Dans ce pays où la compétition commence dès le plus jeune âge, 84% des enfants fréquentent ces cours privés pour se perfectionner en anglais, mathématiques ou encore se préparer au fameux examen suneung — l’équivalent local du bac mais dont la pression est décuplée. Plus qu’un rite de passage, réussir ce test conditionne l’accès aux meilleures universités et donc à une vie professionnelle jugée réussie.

Mais ce modèle a un prix – humain et financier – que peu d’étrangers soupçonnent réellement.

Hagwon : entre rêve collectif et pression sociale

Les hagwons sont partout : en 2020 on en comptait plus de 73 000 à travers le pays, dont près de la moitié rien qu’à Séoul. Pour donner une idée, il y a là-bas trois fois plus de hagwons que de supérettes !

Ces établissements accueillent aussi bien les lycéens stressés que les enfants en maternelle venus apprendre l’anglais ou la natation… dès 4 ans ! Certains soirs, dans le quartier très huppé de Daechi-dong à Séoul, il n’est pas rare de voir des files de voitures devant les écoles jusque tard dans la nuit. Les parents attendent patiemment que leurs enfants terminent leur dernière leçon du jour — parfois à 22h !

Données fournies.
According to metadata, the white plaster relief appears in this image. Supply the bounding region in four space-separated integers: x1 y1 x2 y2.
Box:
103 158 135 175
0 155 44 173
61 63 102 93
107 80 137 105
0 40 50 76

Objectif de la tâche.
Répondez aux questions suivantes à partir de l'extrait sur les hagwons.
(a) Quel pourcentage des enfants fréquente ces cours privés ?
(b) Combien de hagwons comptait-on dans le pays en 2020 ?
(c) Dans quel quartier de Séoul voit-on des files de voitures devant les écoles jusque tard dans la nuit ?

Solution proposée.
(a) 84 % des enfants.
(b) Plus de 73 000.
(c) Daechi-dong.